RECORDS PROVIDED START

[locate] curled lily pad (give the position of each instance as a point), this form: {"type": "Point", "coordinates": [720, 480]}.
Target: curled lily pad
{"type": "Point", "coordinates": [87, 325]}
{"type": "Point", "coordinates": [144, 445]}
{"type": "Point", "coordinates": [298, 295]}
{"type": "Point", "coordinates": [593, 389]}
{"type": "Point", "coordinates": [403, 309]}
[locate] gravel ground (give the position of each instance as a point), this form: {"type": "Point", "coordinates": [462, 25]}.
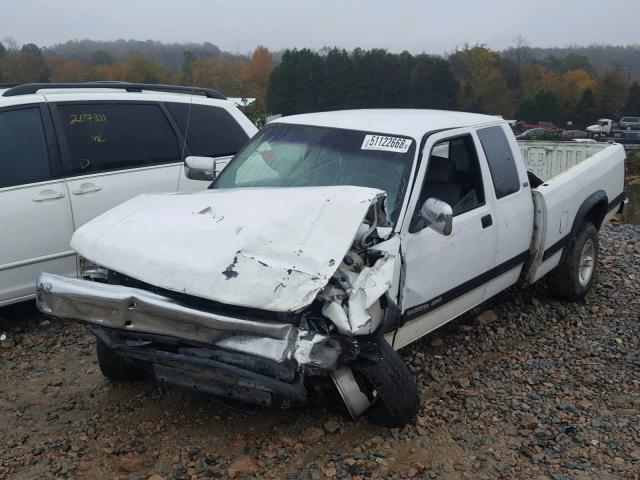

RECORDS PROVIDED END

EXERCISE AIM. Exactly as written above, print every line of the data but not its pictures.

RESULT.
[locate] curled lily pad (give the position of each instance as a point), this form: {"type": "Point", "coordinates": [720, 480]}.
Target: curled lily pad
{"type": "Point", "coordinates": [87, 325]}
{"type": "Point", "coordinates": [144, 445]}
{"type": "Point", "coordinates": [298, 295]}
{"type": "Point", "coordinates": [593, 389]}
{"type": "Point", "coordinates": [403, 309]}
[locate] gravel ground (give the position of each instance as a point), this form: {"type": "Point", "coordinates": [462, 25]}.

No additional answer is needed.